• [DOCUMENT EXCERPT]
------

You are viewing a plain text version of this content. The canonical link for it is here.

Posted to dev@calcite.apache.org by Anoop Johnson <an...@gmail.com> on 2016/03/07 19:58:42 UTC

Calcite on Partitioned Databases

Hello Everyone -

 We have an in-house distributed database with our own custom query engine.
We're considering using Calcite to replace our current query engine.

I looked through the examples and  one of the adapters. One thing I haven't
quite figured out is using Calcite when the data is partitioned and you
need to fan out the query into all the partitions and combine the partial
results.

There are several challenges here - for instance, some operations like AVG
are not partitionable, so they have to be rewritten as COUNT and SUM and
only at the final step.

We could always write custom code to rewrite the query and reassemble the
results. For instance, I saw a planner rule[1] in the Calcite codebase that
does something similar.

Since this is a common problem, I was wondering if there was a standard way
of handling this use case or if there were any example plugin I could look
at.

Thanks,
Anoop


[1]
https://github.com/apache/calcite/blob/master/core/src/main/java/org/apache/calcite/rel/rules/AggregateReduceFunctionsRule.java

Re: Calcite on Partitioned Databases

Posted by Julian Hyde <jh...@apache.org>.

> On Mar 16, 2016, at 10:17 AM, Anoop Johnson <an...@gmail.com> wrote:
> 
> Is there a standardized mechanism for doing the scatter/gather in Calcite?

Calcite does not have a parallel/distributed execution engine. So I wouldn’t say it has a scatter/gather mechanism. What Calcite does provide is algebraic rewrites to enable you to combine partial results. Those rules tend to be similar for a variety of execution engines.

There are various scenarios for combining partial results. If you know the keys don’t overlap you can combine using UNION ALL. If the keys overlap but are sorted you can combine using merge, and the resulting collection will also be sorted. If the keys overlap then you can combine partial aggregates. The SqlSplittableAggFunction interface is our best attempt to describe whether/how partial aggregates can be combined.

------

• [DATASET SECTION]
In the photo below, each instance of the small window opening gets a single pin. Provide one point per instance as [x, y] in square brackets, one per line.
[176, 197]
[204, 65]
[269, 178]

------

• [WORK TO DO]
• a. In the Calcite thread on partitioned databases, rewrite the passage that begins at the words "Posted by Julian" and stops after "can be combined.", replacing "partial results" with "intermediate results".
• b. In the Calcite thread on partitioned databases, which interface does the reply call the best attempt to describe whether or how partial aggregates can be combined?
• c. Continue the Calcite thread on partitioned databases from where it stops.

• [ANSWERS GIVEN]
• a.
Posted by Julian Hyde <jh...@apache.org>.

> On Mar 16, 2016, at 10:17 AM, Anoop Johnson <an...@gmail.com> wrote:
> 
> Is there a standardized mechanism for doing the scatter/gather in Calcite?

Calcite does not have a parallel/distributed execution engine. So I wouldn’t say it has a scatter/gather mechanism. What Calcite does provide is algebraic rewrites to enable you to combine intermediate results. Those rules tend to be similar for a variety of execution engines.

There are various scenarios for combining intermediate results. If you know the keys don’t overlap you can combine using UNION ALL. If the keys overlap but are sorted you can combine using merge, and the resulting collection will also be sorted. If the keys overlap then you can combine partial aggregates. The SqlSplittableAggFunction interface is our best attempt to describe whether/how partial aggregates can be combined.

• b. The SqlSplittableAggFunction interface.

• c.
Suppose you have the query 

  SELECT deptno, COUNT(*) AS c FROM emp GROUP BY deptno

and emp has two partitions, and you know these partitions have overlapping deptno values, i.e. emp is equivalent to the view

  CREATE VIEW emp AS SELECT * FROM emp1 UNION ALL SELECT * FROM emp2

Then Calcite will rewrite the query to something equivalent to

  SELECT deptno, SUM(partialCount) AS c
  FROM (
    SELECT deptno, COUNT(*) AS partialCount FROM emp1 GROUP BY deptno
    UNION ALL
    SELECT deptno, COUNT(*) AS partialCount FROM emp2 GROUP BY deptno)
  GROUP BY deptno

The logic is all there, so you don’t need to write any custom code.

If you know deptno values are sorted, you could write a SortedMergeUnion operator (probably a sub-class of Union), and the Calcite rule would generate the ‘input0.partialCount + input1.partialCount’ logic.

Julian


> Even in the absence of it, the scatter part is fairly straightforward. We
> could do something like:
> 
> 1. Query co-ordinator receives the query that needs to run on  a bunch of
> table partitions.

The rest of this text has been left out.